** START OF TEXT EXTRACT **
Canon John Hadley writes:
THE Very Revd Christopher Campling, who died on 9 December, aged 95, had been a priest for 68 years. He had served as a naval officer, teacher, curate, school chaplain, parish priest, archdeacon, director of religious education, General Synod member, and cathedral dean. He was the husband of Juliet (who survives him) for 67 years; the father of Penelope, Angela, and Peter; grandfather, great-grandfather, and also theologian, apologist, author, poet, composer, pianist, singer, sportsman, educationist, ecumenist, linguist, and friend and mentor to countless people.
Christopher Russell Campling was born on 4 July 1925 into a clergy family. His upbringing was strict but happy. He went to Lancing College as a choral scholar, and then directly into the wartime navy, first as coder, then as captain’s secretary. This took him all over the world, and included the Japanese surrender in Singapore. Summoned from his ship to a selection conference in Colombo, as he later wrote, “I was asked . . . what book I was reading. ‘Pride and Prejudice,’ said I. ‘But does that help you to pray?’ Thinking it over now, the answer is, ‘Yes, all books that help you to new experience, and new insights into the world, help you to pray.’”
This absolutely sums up his attitude to the faith, and to life.
He read theology at Oxford, and trained at Cuddesdon, where he found the company stimulating but the teaching dull. By this time, he had met and fallen deeply in love with Juliet Hughes, whom he finally and joyously married in 1953. He served his title in the parish of Basingstoke, where he valued the rhythm of daily worship and the traditional training, although he soon sloughed off such advice as never, when preaching at a funeral, to mention the person who had died. He did a huge amount of visiting; planned and built a church; ran, with Juliet, an inspiringly imaginative youth club; and regularly drew more than 300 children to a Sunday-afternoon service.
Next he became chaplain at King’s School, Ely, and Minor Canon of Ely Cathedral. He developed a new RE syllabus, aiming, as he said, to “present the truth as I understood it, in a way that left people free to make up their minds. . . and what fun we had with the delicious Old Testament stories and the astonishing life and teaching of Jesus and the bungling history of the Church and the juicy ethical problems of the day.”
He began to write a four-part course on the teaching of RE, eventually published in 1965 as The Way, the Truth and the Life.
** END OF TEXT EXTRACT **
**SHORT PROBLEM**
According to the obituary, under what title was Campling's four-part course on the teaching of RE published in 1965?
** START OF DATASET ROWS **
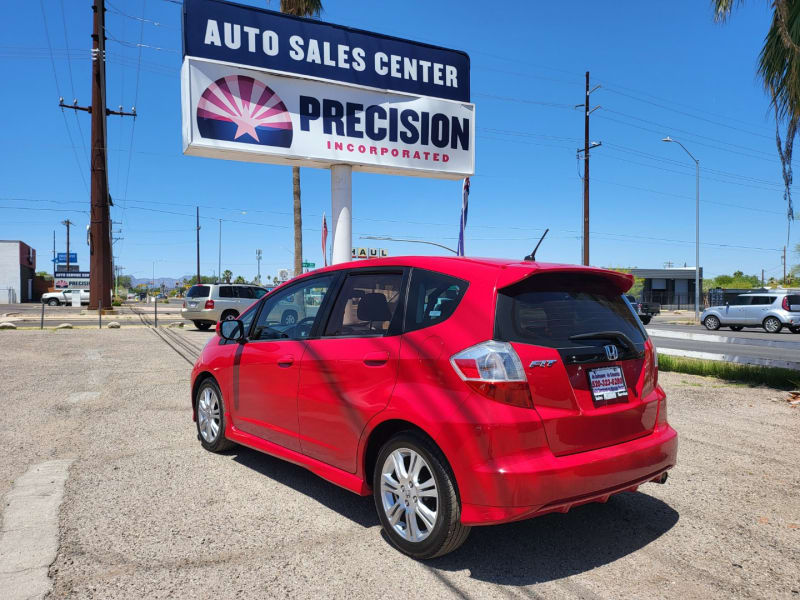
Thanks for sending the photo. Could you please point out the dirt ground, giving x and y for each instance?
(148, 513)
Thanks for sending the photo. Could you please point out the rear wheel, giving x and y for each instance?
(211, 417)
(772, 324)
(415, 494)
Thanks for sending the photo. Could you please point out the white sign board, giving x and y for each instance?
(254, 115)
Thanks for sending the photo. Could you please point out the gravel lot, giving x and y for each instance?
(148, 514)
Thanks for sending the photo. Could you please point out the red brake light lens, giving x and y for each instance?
(494, 370)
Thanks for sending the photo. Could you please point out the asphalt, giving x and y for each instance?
(147, 513)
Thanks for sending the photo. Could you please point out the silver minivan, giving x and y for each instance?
(207, 303)
(771, 310)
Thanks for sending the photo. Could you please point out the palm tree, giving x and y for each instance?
(299, 8)
(779, 70)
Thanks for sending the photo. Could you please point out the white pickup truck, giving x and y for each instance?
(64, 297)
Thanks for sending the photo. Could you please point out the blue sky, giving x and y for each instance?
(665, 69)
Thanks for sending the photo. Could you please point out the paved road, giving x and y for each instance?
(747, 346)
(147, 513)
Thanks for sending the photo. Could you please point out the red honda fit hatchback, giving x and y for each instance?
(456, 391)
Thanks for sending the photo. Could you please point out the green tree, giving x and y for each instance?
(299, 8)
(779, 71)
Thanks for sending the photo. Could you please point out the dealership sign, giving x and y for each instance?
(261, 86)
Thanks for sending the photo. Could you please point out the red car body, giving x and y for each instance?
(328, 404)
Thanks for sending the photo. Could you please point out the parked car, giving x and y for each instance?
(456, 392)
(64, 297)
(208, 303)
(645, 310)
(771, 310)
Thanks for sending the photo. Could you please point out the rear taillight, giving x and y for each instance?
(494, 370)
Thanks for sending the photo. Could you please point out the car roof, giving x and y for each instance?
(505, 271)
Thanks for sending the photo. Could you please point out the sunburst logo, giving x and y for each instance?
(238, 108)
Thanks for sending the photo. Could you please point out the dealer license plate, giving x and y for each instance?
(608, 384)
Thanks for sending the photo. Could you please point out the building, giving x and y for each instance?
(672, 287)
(17, 272)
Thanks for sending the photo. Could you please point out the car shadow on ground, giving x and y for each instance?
(533, 551)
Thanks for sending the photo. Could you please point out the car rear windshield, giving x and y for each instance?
(198, 291)
(552, 309)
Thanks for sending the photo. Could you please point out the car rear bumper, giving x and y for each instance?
(532, 485)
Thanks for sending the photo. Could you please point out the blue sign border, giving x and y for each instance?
(197, 12)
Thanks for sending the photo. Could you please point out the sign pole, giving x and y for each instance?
(342, 213)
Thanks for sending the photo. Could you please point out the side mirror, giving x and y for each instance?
(231, 330)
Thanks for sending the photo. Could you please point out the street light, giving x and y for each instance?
(696, 230)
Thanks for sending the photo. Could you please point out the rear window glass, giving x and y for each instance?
(432, 298)
(198, 291)
(794, 302)
(549, 309)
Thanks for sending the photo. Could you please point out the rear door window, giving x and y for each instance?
(432, 298)
(198, 291)
(559, 311)
(366, 306)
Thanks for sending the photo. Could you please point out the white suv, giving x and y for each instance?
(207, 303)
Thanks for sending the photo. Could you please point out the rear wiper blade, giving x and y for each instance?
(607, 335)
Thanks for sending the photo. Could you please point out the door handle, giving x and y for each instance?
(376, 359)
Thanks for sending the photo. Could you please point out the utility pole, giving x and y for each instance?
(587, 146)
(100, 226)
(198, 244)
(69, 224)
(783, 260)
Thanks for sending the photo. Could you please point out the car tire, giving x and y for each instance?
(210, 417)
(772, 325)
(396, 498)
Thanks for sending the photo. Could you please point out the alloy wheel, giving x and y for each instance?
(208, 415)
(409, 494)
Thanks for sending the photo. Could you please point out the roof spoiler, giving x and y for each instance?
(517, 272)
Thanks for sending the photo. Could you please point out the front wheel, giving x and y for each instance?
(772, 325)
(415, 494)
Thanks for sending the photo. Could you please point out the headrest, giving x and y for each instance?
(373, 307)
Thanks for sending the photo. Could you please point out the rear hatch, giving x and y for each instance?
(587, 359)
(196, 297)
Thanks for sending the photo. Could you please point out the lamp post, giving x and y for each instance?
(696, 230)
** END OF DATASET ROWS **
**WRITTEN SOLUTION**
The Way, the Truth and the Life